DIRECTIONS
Nothing but the pictures should be dropped when the records are transcribed word for word.

Image-grounded pointing data
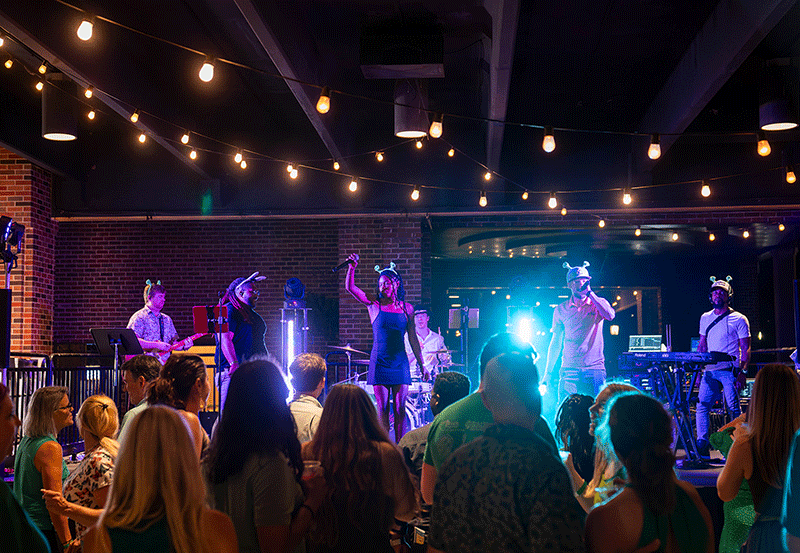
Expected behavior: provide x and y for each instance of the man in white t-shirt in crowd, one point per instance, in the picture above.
(725, 330)
(434, 352)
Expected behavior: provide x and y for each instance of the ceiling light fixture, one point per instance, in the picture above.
(206, 72)
(654, 151)
(764, 148)
(549, 141)
(324, 102)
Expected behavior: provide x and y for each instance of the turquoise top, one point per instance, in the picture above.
(28, 481)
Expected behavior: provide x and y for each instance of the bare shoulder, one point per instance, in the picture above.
(219, 532)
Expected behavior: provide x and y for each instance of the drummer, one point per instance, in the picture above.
(434, 352)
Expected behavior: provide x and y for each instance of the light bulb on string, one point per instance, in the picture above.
(324, 102)
(549, 141)
(654, 151)
(206, 72)
(436, 126)
(764, 148)
(85, 29)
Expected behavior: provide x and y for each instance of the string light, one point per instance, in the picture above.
(654, 151)
(85, 30)
(206, 72)
(626, 196)
(764, 148)
(549, 141)
(436, 126)
(324, 102)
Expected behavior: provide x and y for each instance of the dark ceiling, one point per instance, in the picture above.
(604, 74)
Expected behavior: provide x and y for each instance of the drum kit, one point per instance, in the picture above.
(419, 391)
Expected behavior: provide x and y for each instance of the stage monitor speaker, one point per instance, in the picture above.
(5, 328)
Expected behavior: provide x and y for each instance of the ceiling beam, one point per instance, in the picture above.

REPLY
Expected behavior: provide x and y for each instance of the man in white t-shirt in crowd, one point per instance, in the picture above.
(725, 330)
(434, 352)
Expected behavior: provide x and y for each instance of the ceiling light fixture, one point per instance, in the picture above.
(206, 72)
(654, 151)
(764, 148)
(549, 141)
(324, 102)
Expected behavior: provide x and y for each instance of the turquoise top, one point per instance, in the picture above.
(28, 481)
Expected behavior: provide x and y for each instance of the bare shoulder, one point per instance, in the picture above.
(219, 532)
Expected behavior: provide x and y for each instance of the drummer, one point per instance, in the picture above.
(434, 352)
Expected behavior: provide x and y for each instance of the light bulb on string, one point per instance, in the picture above.
(324, 102)
(549, 141)
(654, 151)
(206, 72)
(436, 126)
(764, 148)
(85, 29)
Expected behavior: provide x and y for each instance of the string light, one point per instance, in the picture above.
(654, 151)
(85, 30)
(206, 72)
(626, 196)
(764, 148)
(549, 141)
(436, 126)
(324, 102)
Expected behavior: provide x and y for each instance of the dark ceiling, one point per instance, in the picture above.
(604, 74)
Expected behavior: provide x and y for each instance of the drum kit, one point per instance, in the picture above.
(419, 391)
Expected behavior: provide x and y for each instance of the stage monitor speaker, one point per instance, in the picture above.
(5, 328)
Expected behavior: provide x and y for each instance of the ceiling beam, one point per instance, in the picture above.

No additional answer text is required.